## [TASK GOAL]
Write out exactly, please, the lines from the one containing "Could you please point to the fascia" to the end of the material.

-------- GIVEN DATA --------

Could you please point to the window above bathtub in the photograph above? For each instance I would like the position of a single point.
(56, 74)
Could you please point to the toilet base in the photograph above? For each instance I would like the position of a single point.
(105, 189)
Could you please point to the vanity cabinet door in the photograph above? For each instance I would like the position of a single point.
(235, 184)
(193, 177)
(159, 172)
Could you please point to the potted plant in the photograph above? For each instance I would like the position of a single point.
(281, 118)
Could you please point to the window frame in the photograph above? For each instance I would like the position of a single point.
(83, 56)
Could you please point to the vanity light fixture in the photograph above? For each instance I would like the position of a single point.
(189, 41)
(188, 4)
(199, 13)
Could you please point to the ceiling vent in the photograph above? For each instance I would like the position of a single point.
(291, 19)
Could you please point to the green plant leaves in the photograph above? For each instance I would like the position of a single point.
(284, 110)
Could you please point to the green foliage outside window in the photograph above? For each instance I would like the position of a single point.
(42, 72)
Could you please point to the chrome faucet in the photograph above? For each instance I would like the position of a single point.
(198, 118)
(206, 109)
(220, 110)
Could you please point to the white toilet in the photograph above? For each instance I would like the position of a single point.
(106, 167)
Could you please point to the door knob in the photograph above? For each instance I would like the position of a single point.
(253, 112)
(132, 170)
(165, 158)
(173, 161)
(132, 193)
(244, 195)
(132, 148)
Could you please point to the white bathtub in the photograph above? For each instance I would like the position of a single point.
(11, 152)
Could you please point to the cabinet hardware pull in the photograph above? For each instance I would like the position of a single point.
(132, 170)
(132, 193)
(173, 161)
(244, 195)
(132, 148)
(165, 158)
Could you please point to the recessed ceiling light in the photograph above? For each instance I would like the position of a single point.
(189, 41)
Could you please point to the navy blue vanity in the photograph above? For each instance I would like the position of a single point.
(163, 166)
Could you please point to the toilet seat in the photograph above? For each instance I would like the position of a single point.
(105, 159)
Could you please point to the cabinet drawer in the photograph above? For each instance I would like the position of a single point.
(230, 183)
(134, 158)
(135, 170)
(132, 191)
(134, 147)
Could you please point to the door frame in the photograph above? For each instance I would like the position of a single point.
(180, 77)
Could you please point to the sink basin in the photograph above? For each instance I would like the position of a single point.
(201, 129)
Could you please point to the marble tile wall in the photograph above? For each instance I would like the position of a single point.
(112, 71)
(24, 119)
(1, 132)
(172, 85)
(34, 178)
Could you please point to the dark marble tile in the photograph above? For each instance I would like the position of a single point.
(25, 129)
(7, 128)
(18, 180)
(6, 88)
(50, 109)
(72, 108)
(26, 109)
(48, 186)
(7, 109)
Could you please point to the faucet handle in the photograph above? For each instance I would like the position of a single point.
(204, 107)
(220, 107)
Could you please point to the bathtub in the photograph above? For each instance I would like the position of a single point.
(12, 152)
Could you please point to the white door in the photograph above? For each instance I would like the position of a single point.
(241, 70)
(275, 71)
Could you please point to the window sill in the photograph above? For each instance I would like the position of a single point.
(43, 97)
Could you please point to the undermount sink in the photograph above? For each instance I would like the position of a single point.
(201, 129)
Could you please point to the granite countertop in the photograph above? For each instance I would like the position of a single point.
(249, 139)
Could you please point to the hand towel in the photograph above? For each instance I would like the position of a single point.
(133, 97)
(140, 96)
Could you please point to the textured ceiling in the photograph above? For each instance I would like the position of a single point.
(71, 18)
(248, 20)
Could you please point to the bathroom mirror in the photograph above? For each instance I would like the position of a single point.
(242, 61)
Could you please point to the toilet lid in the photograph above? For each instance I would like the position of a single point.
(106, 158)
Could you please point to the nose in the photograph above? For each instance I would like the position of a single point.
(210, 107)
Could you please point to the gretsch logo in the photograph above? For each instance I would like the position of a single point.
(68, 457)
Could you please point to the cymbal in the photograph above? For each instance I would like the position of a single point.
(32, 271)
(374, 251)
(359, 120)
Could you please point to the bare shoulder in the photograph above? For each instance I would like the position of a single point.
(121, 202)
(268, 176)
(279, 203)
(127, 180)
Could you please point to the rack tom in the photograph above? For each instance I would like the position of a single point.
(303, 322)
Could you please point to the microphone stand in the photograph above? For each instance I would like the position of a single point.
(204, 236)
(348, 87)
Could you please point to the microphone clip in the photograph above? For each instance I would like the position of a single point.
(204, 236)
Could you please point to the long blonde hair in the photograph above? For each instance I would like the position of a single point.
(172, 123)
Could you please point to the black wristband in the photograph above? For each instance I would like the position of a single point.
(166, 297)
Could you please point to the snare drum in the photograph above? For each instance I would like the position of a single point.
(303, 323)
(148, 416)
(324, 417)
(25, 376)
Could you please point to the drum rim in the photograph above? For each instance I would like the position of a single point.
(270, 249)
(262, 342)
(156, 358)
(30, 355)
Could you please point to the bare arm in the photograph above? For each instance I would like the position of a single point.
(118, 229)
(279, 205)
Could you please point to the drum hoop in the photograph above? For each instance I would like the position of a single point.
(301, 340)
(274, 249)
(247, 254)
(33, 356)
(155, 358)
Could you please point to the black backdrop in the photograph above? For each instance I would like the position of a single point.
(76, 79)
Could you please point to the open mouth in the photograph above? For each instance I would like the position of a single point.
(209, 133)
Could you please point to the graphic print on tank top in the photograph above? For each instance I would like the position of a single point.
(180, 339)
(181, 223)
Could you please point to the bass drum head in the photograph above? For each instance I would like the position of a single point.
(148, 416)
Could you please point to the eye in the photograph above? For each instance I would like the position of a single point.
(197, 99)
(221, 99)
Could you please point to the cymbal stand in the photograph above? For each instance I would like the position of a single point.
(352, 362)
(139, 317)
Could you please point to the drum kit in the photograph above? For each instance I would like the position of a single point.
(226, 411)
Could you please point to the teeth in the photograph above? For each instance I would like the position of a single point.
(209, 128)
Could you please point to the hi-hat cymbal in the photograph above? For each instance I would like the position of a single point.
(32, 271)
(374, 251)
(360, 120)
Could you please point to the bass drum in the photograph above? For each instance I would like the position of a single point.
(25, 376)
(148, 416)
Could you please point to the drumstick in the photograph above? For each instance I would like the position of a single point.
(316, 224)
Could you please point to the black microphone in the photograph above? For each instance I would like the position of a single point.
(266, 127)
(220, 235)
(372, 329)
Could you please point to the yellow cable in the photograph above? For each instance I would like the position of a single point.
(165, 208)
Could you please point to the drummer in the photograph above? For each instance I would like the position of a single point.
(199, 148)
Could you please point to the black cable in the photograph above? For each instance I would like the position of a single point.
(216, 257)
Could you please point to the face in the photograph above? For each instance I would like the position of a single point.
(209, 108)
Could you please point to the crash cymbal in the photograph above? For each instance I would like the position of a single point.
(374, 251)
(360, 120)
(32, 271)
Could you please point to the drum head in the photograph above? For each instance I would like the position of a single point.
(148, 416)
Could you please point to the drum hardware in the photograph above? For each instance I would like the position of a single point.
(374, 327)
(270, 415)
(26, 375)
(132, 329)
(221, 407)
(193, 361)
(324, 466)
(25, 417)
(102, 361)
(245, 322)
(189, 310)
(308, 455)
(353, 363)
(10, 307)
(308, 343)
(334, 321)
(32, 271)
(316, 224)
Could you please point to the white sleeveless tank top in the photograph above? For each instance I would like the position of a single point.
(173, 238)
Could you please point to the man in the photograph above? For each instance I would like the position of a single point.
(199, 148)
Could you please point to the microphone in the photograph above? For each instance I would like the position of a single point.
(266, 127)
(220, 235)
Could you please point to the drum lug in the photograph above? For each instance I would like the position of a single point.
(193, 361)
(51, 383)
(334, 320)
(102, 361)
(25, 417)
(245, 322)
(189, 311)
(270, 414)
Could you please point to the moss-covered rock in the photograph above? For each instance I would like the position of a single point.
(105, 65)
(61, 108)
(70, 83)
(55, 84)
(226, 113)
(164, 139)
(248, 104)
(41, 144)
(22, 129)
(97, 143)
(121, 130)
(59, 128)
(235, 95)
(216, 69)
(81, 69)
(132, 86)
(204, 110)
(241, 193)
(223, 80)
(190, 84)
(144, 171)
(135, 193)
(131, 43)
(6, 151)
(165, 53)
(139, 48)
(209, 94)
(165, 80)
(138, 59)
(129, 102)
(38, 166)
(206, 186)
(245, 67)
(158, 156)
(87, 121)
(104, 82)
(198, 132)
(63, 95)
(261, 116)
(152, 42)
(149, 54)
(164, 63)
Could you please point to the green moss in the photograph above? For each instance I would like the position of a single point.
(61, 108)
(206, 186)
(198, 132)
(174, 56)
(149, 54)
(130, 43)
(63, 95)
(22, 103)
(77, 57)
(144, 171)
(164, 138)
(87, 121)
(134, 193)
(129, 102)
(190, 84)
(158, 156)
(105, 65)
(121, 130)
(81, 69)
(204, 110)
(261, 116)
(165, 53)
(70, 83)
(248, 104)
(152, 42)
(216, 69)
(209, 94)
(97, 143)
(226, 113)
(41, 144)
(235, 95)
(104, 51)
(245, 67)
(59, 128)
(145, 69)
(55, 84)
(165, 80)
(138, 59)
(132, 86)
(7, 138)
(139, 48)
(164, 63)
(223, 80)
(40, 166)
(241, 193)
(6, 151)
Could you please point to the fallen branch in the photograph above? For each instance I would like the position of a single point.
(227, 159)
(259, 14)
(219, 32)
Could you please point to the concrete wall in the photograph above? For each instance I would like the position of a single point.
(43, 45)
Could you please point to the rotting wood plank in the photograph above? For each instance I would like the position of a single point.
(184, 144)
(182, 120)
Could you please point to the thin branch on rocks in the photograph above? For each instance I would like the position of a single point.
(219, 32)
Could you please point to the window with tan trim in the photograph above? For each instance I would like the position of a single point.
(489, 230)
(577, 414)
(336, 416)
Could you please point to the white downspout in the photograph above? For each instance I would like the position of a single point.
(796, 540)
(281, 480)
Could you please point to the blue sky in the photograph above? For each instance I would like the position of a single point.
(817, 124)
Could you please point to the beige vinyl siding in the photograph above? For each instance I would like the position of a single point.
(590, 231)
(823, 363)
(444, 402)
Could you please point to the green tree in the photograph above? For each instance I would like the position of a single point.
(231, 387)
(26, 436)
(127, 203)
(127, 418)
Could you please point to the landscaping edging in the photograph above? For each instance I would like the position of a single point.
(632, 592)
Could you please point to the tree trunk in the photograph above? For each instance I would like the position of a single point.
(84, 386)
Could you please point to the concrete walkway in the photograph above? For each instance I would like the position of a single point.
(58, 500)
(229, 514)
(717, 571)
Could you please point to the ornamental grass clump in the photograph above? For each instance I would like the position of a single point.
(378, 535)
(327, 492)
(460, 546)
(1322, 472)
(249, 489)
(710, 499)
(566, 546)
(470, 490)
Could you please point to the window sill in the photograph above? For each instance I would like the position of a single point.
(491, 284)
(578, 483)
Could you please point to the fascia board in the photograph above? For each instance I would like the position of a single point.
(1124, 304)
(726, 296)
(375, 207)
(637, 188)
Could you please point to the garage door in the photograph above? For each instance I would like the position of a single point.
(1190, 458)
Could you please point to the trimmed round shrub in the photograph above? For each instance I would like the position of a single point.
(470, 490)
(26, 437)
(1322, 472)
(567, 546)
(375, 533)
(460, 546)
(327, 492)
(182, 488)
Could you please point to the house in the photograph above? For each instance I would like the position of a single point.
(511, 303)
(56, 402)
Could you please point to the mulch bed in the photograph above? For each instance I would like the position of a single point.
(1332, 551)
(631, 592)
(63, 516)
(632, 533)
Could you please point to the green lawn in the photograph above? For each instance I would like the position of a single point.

--------

## [IN RESPONSE]
Could you please point to the fascia board in the photograph above? For each instance I would like the position of a single point.
(1124, 304)
(726, 296)
(375, 207)
(637, 188)
Could you please point to the garage door in the photograph above? For each instance I would like the position of a single point.
(1190, 458)
Could you please point to the trimmed round shrub in the photograph above? For each instance I would like the position of a single point.
(470, 490)
(26, 437)
(1322, 472)
(567, 546)
(375, 533)
(460, 546)
(327, 492)
(182, 488)
Could you please point to the house in the photograph above? For each instance I would like the position of a single point.
(511, 303)
(56, 402)
Could you please point to the mulch bed in the photograph above? For each instance I would like the position of a single point.
(1332, 551)
(631, 592)
(63, 516)
(632, 533)
Could you please point to the green lawn in the photograph above? For each instance I would like the position of a single point.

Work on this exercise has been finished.